-- PAGE EXCERPT --
So we have an observable, measurable, falsifiable fact. It correlates or trends with global mean temperature changes. We have a mechanism of action. We have an arrow of causality, based on established scientific observations and experiments going back decades. I'm not sure what else you want.

You mention lack of citations, but they do have citations. For example, the browning water section clearly links to this paper [1]. That paper looks at data going back three decades and emphasizes (in the title, no less) the very arrow of causality you want.

"Correlation is not causation" is a weird, toothless complaint here. They're not plotting fedoras on the x-axis and global mean temperature on the y-axis.

I'm worried that this kind of Hacker News comment only helps climate-change deniers.

[1] https://pubs.acs.org/doi/pdf/10.1021/acs.estlett.6b00396

2 comments

Thanks, going through the slides, I haven't noticed the linked paper. It's worth noting though that the part I quoted is still a part of TFA, and does still embody the issue I mentioned.

EDIT: I see now. The "source" button they've used for citations doesn't work correctly for me in Safari and Chrome (it scrolls way up, and only if you scroll back down will it start showing the footnotes). It's also only in Norwegian.

The complaint is that it is a little too "on point" to be a serious discussion that weighs multiple angles. These are journalists determined to convey a particular point. It does not mean they are wrong. It just means it is not credible journalism.
Why is it not credible? They display only facts and link to sources for “conclusions”. What other angle is there to weigh?
Did they display only facts that correlate to the desired conclusion or did they examine the I consistencies and counter points as well?

I don't disagree with their conclusion but the other commenter's point is reasonable. We live in a world where facts are fungible based on how they're presented and interpreted.

Few things are cut and dry despite how they are often presented.

-- DIRECTIVE A --
According to the comment thread, how many decades of data does the linked paper on browning water cover?

-- DATASET --
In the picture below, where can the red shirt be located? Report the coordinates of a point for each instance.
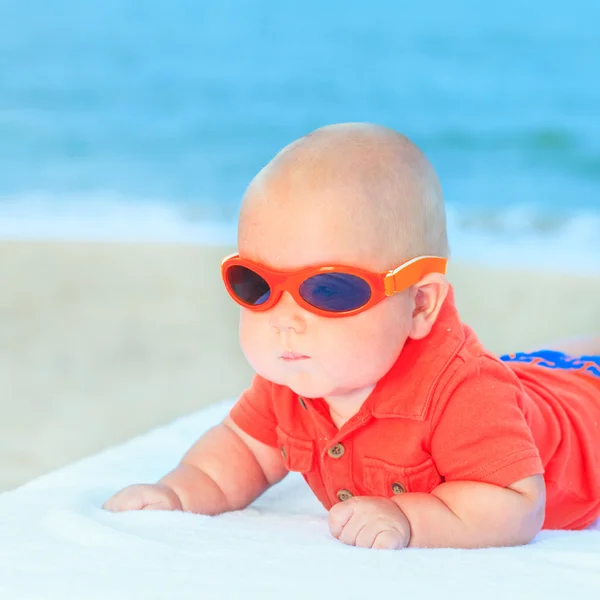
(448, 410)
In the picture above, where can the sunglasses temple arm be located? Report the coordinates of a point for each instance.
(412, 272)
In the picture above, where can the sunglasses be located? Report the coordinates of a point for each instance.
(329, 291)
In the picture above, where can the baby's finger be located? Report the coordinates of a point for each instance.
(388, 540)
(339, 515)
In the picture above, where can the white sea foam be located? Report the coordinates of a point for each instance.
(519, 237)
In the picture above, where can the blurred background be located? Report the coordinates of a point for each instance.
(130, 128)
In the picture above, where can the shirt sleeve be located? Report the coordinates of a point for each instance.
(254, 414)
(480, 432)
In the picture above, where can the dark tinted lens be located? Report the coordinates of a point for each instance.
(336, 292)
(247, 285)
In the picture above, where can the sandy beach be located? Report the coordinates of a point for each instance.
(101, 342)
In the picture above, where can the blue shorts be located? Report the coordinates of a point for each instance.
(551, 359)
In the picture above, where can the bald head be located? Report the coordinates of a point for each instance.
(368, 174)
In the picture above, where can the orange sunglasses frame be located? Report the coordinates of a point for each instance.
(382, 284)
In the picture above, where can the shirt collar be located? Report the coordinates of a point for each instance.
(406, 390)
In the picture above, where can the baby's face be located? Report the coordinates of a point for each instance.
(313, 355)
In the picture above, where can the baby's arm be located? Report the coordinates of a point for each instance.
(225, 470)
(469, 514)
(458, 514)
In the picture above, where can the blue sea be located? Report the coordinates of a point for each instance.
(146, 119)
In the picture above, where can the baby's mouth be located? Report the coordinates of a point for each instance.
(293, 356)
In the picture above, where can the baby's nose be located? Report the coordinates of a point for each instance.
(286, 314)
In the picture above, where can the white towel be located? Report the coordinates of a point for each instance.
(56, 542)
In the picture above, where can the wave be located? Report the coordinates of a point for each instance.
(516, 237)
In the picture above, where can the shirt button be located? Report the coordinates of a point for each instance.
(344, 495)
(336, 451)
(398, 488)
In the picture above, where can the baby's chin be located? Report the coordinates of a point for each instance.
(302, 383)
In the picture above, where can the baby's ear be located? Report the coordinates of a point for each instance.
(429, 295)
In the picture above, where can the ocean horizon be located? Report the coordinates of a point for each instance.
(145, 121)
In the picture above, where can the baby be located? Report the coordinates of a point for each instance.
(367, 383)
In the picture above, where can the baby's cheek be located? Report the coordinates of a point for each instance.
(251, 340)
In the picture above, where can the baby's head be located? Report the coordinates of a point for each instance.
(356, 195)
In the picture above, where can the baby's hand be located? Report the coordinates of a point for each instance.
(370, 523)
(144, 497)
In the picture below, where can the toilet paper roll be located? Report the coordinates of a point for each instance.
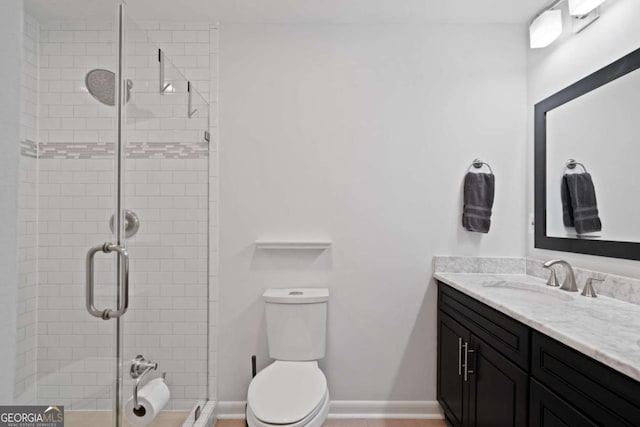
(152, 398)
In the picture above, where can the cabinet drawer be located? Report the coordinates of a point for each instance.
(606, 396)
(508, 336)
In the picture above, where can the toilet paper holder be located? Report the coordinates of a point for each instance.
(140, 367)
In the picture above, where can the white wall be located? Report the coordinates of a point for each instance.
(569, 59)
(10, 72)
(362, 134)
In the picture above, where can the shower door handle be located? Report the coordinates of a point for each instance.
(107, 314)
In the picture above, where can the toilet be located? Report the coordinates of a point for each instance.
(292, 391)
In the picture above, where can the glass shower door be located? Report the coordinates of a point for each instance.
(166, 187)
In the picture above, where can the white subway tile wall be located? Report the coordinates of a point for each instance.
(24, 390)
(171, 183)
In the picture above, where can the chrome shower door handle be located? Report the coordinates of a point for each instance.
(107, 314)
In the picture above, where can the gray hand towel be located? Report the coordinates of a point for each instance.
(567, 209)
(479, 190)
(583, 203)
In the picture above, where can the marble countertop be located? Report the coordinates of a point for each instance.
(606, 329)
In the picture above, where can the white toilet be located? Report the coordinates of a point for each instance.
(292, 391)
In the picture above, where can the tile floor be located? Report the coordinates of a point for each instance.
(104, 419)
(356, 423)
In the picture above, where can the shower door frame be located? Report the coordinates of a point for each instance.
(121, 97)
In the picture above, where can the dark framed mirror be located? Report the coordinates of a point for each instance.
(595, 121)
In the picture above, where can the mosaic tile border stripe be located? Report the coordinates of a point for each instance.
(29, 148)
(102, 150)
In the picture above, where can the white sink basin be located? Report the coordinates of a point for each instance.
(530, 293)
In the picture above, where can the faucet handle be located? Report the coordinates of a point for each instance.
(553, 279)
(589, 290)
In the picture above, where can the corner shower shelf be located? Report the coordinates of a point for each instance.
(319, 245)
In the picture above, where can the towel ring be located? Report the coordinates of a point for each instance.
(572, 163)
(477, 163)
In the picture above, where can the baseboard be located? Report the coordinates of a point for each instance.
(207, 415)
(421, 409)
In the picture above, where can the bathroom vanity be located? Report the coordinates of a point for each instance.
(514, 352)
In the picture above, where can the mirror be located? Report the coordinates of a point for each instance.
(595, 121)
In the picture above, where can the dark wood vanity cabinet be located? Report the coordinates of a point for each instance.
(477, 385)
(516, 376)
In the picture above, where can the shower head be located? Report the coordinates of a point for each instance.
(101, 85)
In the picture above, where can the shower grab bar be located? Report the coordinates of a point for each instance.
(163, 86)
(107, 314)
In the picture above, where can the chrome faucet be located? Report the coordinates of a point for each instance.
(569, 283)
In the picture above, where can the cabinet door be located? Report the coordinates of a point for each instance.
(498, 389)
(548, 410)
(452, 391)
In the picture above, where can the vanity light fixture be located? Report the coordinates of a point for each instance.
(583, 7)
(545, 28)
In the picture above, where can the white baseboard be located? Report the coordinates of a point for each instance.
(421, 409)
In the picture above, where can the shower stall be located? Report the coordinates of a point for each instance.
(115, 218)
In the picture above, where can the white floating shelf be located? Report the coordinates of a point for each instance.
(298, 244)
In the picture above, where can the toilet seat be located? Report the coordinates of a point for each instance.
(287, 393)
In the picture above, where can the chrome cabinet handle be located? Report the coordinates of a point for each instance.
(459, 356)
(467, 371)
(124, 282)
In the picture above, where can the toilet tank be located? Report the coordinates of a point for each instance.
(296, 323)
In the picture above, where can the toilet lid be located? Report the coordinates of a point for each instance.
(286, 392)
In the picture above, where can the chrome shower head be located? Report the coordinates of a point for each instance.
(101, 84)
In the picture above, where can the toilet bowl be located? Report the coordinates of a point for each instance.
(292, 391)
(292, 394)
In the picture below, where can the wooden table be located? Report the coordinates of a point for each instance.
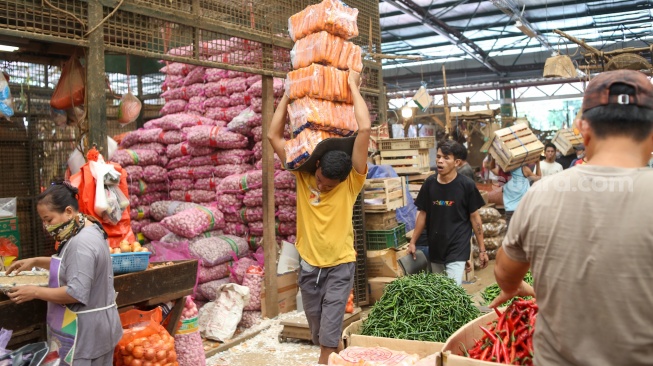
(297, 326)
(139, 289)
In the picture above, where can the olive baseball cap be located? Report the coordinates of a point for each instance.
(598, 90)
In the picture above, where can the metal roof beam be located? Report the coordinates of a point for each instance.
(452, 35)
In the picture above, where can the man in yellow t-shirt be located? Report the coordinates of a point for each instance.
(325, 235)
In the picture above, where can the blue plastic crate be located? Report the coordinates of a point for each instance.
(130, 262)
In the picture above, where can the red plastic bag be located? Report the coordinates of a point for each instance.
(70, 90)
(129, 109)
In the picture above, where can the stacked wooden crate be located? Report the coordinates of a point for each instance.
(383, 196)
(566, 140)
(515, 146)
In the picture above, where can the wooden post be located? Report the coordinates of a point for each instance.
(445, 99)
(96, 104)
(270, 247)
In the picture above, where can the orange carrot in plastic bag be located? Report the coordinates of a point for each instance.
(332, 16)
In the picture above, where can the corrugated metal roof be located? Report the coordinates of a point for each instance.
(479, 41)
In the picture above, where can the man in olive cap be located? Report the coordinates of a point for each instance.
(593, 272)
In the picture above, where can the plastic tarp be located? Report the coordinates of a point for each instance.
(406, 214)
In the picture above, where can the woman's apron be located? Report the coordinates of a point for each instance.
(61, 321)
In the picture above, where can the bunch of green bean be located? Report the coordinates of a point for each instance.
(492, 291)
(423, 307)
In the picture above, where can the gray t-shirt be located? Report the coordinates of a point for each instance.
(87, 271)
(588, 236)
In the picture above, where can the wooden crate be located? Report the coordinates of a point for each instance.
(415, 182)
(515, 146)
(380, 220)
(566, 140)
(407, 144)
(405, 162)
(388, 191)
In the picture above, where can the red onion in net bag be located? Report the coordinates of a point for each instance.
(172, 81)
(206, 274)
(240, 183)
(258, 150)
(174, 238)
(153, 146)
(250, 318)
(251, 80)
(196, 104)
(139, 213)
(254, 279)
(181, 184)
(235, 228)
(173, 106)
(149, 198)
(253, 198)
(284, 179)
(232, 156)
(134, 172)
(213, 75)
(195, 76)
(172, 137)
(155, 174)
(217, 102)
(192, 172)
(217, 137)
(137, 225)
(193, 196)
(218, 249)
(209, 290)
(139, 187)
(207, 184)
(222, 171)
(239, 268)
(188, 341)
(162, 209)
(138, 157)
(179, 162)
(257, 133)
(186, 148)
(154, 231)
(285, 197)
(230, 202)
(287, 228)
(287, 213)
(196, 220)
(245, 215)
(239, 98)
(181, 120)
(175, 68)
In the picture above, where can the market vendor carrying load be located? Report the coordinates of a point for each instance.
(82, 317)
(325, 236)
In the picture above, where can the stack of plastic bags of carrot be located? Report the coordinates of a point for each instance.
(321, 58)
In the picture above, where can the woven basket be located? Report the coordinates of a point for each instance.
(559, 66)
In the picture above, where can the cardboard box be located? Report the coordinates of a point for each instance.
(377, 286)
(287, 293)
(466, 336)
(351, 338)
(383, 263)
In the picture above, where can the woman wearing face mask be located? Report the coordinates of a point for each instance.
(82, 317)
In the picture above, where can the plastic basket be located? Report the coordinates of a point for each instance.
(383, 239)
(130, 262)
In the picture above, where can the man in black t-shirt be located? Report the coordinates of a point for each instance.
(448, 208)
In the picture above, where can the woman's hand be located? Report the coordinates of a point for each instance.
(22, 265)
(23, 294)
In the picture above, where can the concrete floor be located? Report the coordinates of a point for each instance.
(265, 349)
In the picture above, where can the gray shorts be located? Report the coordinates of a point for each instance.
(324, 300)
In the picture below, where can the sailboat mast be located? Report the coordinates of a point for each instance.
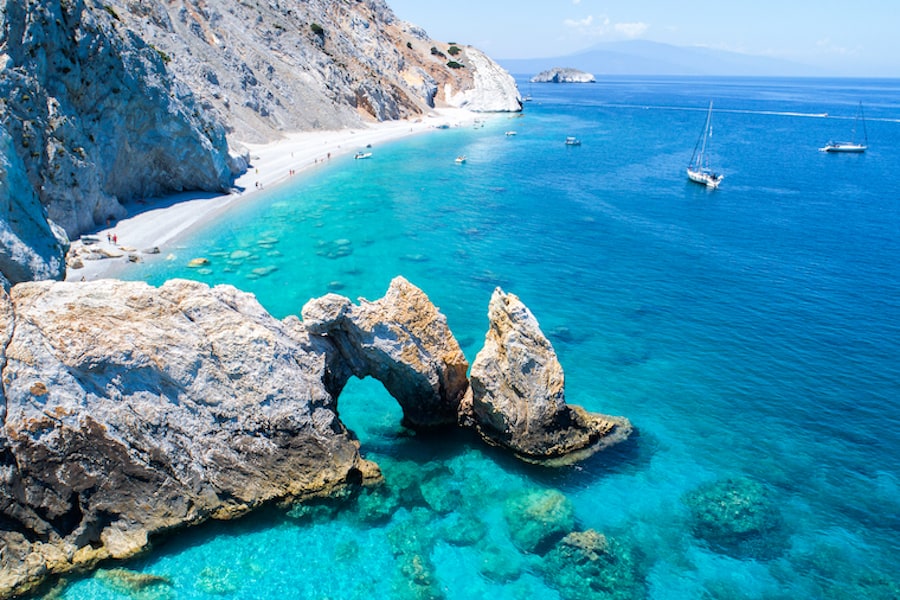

-- DIRECTIVE B --
Extract each line of the listing that contains the word "gray".

-- OUTPUT A --
Three decades.

-- OUTPUT B --
In the picture above, where can the gray hand towel be located? Report the coordinates of a point for each instance.
In the picture above, where can the gray t-shirt be located? Report the coordinates of a point for each instance.
In the picture above, where can the gray shorts be located? Report the coordinates of a point for each instance.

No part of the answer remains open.